EXERCISE PROMPT:
Return all of the data below line for line with nothing changed, and leave the pictures out.

RECORDS FOR THE TASK:
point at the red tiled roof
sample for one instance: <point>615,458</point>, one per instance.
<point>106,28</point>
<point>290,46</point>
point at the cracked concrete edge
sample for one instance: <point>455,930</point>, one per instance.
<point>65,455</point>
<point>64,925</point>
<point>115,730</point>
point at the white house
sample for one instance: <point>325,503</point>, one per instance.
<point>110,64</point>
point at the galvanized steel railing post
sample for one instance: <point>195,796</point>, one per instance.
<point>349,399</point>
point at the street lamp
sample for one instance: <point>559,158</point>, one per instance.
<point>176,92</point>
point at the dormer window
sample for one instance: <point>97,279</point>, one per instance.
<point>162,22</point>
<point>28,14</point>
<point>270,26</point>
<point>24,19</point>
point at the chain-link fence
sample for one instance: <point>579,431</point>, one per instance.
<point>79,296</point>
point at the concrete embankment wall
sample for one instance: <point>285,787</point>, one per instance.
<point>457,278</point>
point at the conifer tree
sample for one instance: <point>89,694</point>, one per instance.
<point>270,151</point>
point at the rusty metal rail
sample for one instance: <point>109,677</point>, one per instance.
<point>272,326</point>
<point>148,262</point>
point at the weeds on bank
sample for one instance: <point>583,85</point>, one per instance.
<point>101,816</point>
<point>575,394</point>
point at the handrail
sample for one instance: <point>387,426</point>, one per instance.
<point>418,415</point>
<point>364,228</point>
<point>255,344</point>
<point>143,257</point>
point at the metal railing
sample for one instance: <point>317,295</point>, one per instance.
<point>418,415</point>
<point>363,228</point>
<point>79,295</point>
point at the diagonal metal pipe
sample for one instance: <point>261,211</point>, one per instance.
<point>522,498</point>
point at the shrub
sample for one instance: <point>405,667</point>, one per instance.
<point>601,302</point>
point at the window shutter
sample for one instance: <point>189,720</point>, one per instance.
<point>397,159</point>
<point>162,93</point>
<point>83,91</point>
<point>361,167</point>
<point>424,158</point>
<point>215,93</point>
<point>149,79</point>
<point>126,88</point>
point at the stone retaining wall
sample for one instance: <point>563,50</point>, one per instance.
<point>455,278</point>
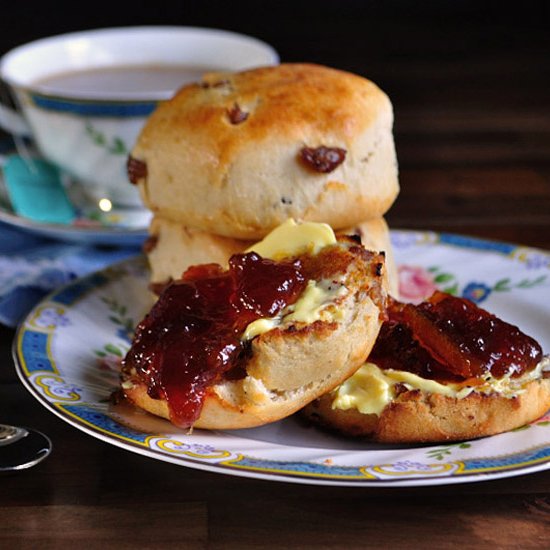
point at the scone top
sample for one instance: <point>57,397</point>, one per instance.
<point>239,153</point>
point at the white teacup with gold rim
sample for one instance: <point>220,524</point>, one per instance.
<point>83,97</point>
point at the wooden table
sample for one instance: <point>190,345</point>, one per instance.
<point>472,128</point>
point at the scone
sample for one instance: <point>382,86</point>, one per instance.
<point>239,153</point>
<point>287,322</point>
<point>445,370</point>
<point>172,248</point>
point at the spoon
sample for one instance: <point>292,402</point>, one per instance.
<point>21,448</point>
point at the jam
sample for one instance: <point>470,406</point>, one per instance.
<point>448,339</point>
<point>191,338</point>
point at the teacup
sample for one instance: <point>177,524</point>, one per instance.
<point>83,97</point>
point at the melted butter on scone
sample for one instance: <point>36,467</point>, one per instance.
<point>293,238</point>
<point>316,302</point>
<point>370,389</point>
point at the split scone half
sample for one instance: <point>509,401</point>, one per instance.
<point>288,321</point>
<point>444,370</point>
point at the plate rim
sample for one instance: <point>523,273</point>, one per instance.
<point>273,475</point>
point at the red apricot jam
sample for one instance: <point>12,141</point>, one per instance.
<point>450,339</point>
<point>191,338</point>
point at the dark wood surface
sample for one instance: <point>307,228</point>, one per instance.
<point>470,87</point>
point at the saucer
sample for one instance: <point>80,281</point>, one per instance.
<point>93,225</point>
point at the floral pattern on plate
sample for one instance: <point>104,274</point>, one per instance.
<point>69,347</point>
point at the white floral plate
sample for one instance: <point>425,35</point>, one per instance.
<point>68,348</point>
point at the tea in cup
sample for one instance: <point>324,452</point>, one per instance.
<point>83,97</point>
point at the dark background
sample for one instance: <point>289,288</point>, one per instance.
<point>469,81</point>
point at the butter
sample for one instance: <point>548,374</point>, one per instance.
<point>370,389</point>
<point>292,238</point>
<point>313,305</point>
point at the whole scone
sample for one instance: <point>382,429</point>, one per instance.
<point>239,153</point>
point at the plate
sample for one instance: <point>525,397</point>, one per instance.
<point>92,225</point>
<point>68,348</point>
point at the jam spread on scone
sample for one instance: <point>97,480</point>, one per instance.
<point>191,337</point>
<point>447,338</point>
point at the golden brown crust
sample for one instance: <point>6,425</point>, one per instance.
<point>415,416</point>
<point>242,179</point>
<point>296,362</point>
<point>177,247</point>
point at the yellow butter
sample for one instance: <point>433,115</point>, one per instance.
<point>370,389</point>
<point>293,238</point>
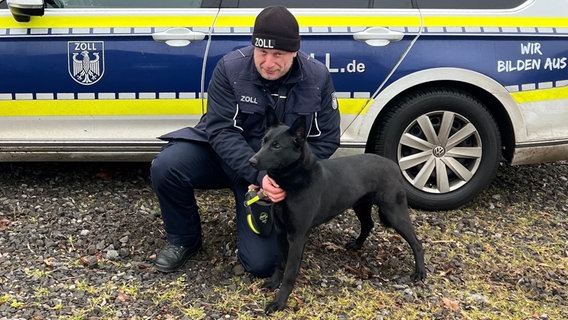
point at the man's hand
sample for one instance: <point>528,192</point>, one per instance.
<point>272,190</point>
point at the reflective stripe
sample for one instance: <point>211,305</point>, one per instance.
<point>541,95</point>
<point>45,105</point>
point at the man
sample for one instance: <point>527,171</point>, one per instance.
<point>271,73</point>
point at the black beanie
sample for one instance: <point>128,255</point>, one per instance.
<point>276,28</point>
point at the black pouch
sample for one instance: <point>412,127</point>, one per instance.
<point>259,214</point>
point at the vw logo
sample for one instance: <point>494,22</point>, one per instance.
<point>439,151</point>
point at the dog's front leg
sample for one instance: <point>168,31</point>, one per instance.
<point>276,278</point>
<point>295,252</point>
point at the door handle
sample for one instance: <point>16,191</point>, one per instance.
<point>378,36</point>
<point>178,37</point>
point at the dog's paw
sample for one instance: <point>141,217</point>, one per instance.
<point>271,285</point>
<point>353,245</point>
<point>273,307</point>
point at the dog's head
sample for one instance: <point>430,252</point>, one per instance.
<point>281,145</point>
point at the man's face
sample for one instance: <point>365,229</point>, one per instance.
<point>272,64</point>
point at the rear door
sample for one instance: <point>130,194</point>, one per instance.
<point>101,77</point>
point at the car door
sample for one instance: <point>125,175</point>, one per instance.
<point>361,45</point>
<point>102,77</point>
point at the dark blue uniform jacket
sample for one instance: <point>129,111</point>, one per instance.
<point>237,99</point>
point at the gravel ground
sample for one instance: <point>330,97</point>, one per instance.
<point>77,241</point>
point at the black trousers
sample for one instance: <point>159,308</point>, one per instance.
<point>179,169</point>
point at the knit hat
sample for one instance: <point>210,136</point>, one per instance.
<point>276,28</point>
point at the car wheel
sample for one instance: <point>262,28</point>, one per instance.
<point>446,143</point>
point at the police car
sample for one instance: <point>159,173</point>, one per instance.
<point>448,89</point>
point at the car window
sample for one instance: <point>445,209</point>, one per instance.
<point>478,4</point>
<point>124,3</point>
<point>304,3</point>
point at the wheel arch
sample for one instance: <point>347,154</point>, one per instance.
<point>496,98</point>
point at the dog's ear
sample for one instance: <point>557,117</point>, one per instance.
<point>271,117</point>
<point>298,130</point>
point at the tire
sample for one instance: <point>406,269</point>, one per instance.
<point>446,143</point>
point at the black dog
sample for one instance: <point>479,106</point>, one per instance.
<point>318,190</point>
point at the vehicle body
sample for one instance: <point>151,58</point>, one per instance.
<point>448,90</point>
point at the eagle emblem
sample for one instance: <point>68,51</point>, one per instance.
<point>86,61</point>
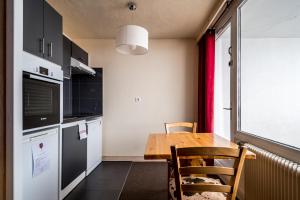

RESULT OF THIS EXERCISE:
point at the red tiled roof
sample for one instance: <point>615,458</point>, one per instance.
<point>106,28</point>
<point>290,46</point>
point at the cracked concrete edge
sample for one instance: <point>455,930</point>, one per instance.
<point>65,455</point>
<point>64,925</point>
<point>115,730</point>
point at the white house
sample for one instance: <point>325,503</point>, one per instance.
<point>110,64</point>
point at the galvanized steel railing post
sample for one instance: <point>195,796</point>, one per instance.
<point>349,399</point>
point at the street lamp
sample for one instance: <point>559,158</point>, one per instance.
<point>176,92</point>
point at the dormer window
sample for one instance: <point>97,279</point>, one per instance.
<point>162,22</point>
<point>28,14</point>
<point>270,26</point>
<point>24,19</point>
point at the chain-link fence
sample for one instance: <point>579,431</point>, one per instance.
<point>79,296</point>
point at the concrete embankment wall
sample for one instance: <point>285,787</point>, one per instance.
<point>457,278</point>
point at the conifer tree
sample for one instance: <point>89,694</point>, one per instance.
<point>270,151</point>
point at the rusty metal rail
sample for one instance: <point>109,677</point>, one per instance.
<point>272,326</point>
<point>148,262</point>
point at the weeds on bank
sample for one instance: <point>583,85</point>, one per instance.
<point>101,816</point>
<point>575,394</point>
point at the handrail
sample for one instance: <point>387,426</point>, one per instance.
<point>418,415</point>
<point>364,228</point>
<point>255,344</point>
<point>143,257</point>
point at the metal railing
sample for one instance: <point>317,295</point>, one per instance.
<point>418,415</point>
<point>363,228</point>
<point>79,295</point>
point at the diagonal metal pipe
sample for one instance: <point>261,211</point>, one per instance.
<point>522,498</point>
point at the shrub
sample for one instance: <point>405,667</point>, one per instance.
<point>601,302</point>
point at the window shutter
sample for one instance: <point>189,720</point>, one per instance.
<point>397,159</point>
<point>162,93</point>
<point>83,91</point>
<point>361,167</point>
<point>424,158</point>
<point>215,93</point>
<point>149,79</point>
<point>126,88</point>
point at the stone retaining wall
sample for one instance: <point>563,50</point>, one per instance.
<point>455,278</point>
point at the scone top
sample for one instance: <point>57,397</point>, one per instance.
<point>239,153</point>
point at the white teacup with gold rim
sample for one instance: <point>220,524</point>, one per instance.
<point>83,97</point>
point at the wooden table
sample for one instance: <point>190,345</point>, one per instance.
<point>472,128</point>
point at the scone
sample for one instance: <point>382,86</point>, one per instance.
<point>239,153</point>
<point>287,322</point>
<point>445,370</point>
<point>172,248</point>
point at the spoon
sample for one instance: <point>292,402</point>, one per instance.
<point>21,448</point>
point at the jam
sample for one instance: <point>470,406</point>, one per instance.
<point>448,339</point>
<point>191,338</point>
point at the teacup
sample for one instance: <point>177,524</point>, one per instance.
<point>83,97</point>
point at the melted butter on scone
sample for one instance: <point>36,467</point>, one per instance.
<point>293,238</point>
<point>316,302</point>
<point>370,389</point>
point at the split scone half
sample for one instance: <point>509,401</point>, one per instance.
<point>288,321</point>
<point>444,370</point>
point at the plate rim
sample for one instance: <point>523,273</point>, one per instance.
<point>273,475</point>
point at the red apricot jam
sample for one instance: <point>12,141</point>, one per instance.
<point>450,339</point>
<point>191,338</point>
point at the dark wood surface
sample for one instance: <point>307,228</point>, one per instance.
<point>470,87</point>
point at the saucer
sample for one instance: <point>80,281</point>, one per instance.
<point>93,225</point>
point at the floral pattern on plate
sample for one instance: <point>104,274</point>, one per instance.
<point>69,347</point>
point at the white floral plate
sample for one instance: <point>425,35</point>, one per instance.
<point>68,348</point>
point at the tea in cup
sample for one instance: <point>324,452</point>, one per instance.
<point>83,97</point>
point at the dark background
sample for one instance: <point>289,288</point>, one per instance.
<point>469,81</point>
point at the butter
sample for one instance: <point>548,374</point>, one per instance.
<point>370,389</point>
<point>292,238</point>
<point>313,305</point>
point at the whole scone
sample for one instance: <point>382,429</point>, one per instance.
<point>239,153</point>
point at the plate
sample for one instance: <point>525,397</point>, one per instance.
<point>92,225</point>
<point>68,348</point>
point at the jam spread on scone
sample for one instance: <point>97,480</point>, one per instance.
<point>191,337</point>
<point>447,338</point>
point at the golden brown crust
sample for one instance: <point>6,425</point>, one per instance.
<point>415,416</point>
<point>242,179</point>
<point>296,362</point>
<point>177,247</point>
point at the yellow butter
sample for one instance: <point>433,115</point>, one per instance.
<point>370,389</point>
<point>293,238</point>
point at the man's hand
sample for one instance: <point>528,192</point>, one per instance.
<point>272,190</point>
point at the reflective stripe
sample for one instance: <point>211,305</point>, one per instance.
<point>541,95</point>
<point>45,105</point>
point at the man
sample for one instance: <point>527,171</point>, one per instance.
<point>271,73</point>
point at the black beanie
sample for one instance: <point>128,255</point>, one per instance.
<point>276,28</point>
point at the black pouch
sample for one instance: <point>412,127</point>, one per instance.
<point>259,214</point>
point at the vw logo
sample for one instance: <point>494,22</point>, one per instance.
<point>439,151</point>
point at the dog's front leg
sample for one instance: <point>168,31</point>, one per instance.
<point>276,278</point>
<point>295,252</point>
point at the door handle
sample for one instance: <point>16,191</point>, one per instance.
<point>378,36</point>
<point>178,37</point>
point at the dog's paw
sample for one instance: <point>141,217</point>, one per instance.
<point>271,285</point>
<point>353,245</point>
<point>273,307</point>
point at the dog's head
sample for one instance: <point>430,252</point>, one per instance.
<point>281,145</point>
point at the man's face
sample for one instance: <point>365,229</point>, one per instance.
<point>272,64</point>
point at the rear door
sample for one instance: <point>130,194</point>, one per instance.
<point>101,77</point>
point at the car door
sample for one instance: <point>125,175</point>, one per instance.
<point>361,45</point>
<point>102,77</point>
point at the dark blue uniform jacket
sample for one instance: <point>129,111</point>, one per instance.
<point>237,99</point>
point at the gravel ground
sample for one instance: <point>330,97</point>, one per instance.
<point>77,241</point>
point at the black trousers
sample for one instance: <point>159,308</point>, one per instance.
<point>179,169</point>
point at the knit hat
sample for one instance: <point>210,136</point>, one per instance.
<point>276,28</point>
point at the car wheel
sample for one instance: <point>262,28</point>, one per instance.
<point>446,143</point>
point at the police car
sample for one instance: <point>159,173</point>, one per instance.
<point>448,89</point>
point at the car window
sample for one instance: <point>445,209</point>, one per instance.
<point>478,4</point>
<point>124,3</point>
<point>304,3</point>
point at the wheel arch
sample for one instance: <point>347,154</point>, one per instance.
<point>496,98</point>
point at the dog's ear
sample for one instance: <point>557,117</point>, one per instance.
<point>271,117</point>
<point>298,130</point>
point at the tire
sample for one instance: <point>406,269</point>, one per instance.
<point>446,143</point>
point at the black dog
sample for one instance: <point>479,106</point>, one per instance.
<point>318,190</point>
point at the vehicle body
sample for one instance: <point>151,58</point>, one per instance.
<point>448,90</point>
point at the eagle emblem
sample for one instance: <point>68,51</point>, one per instance.
<point>86,61</point>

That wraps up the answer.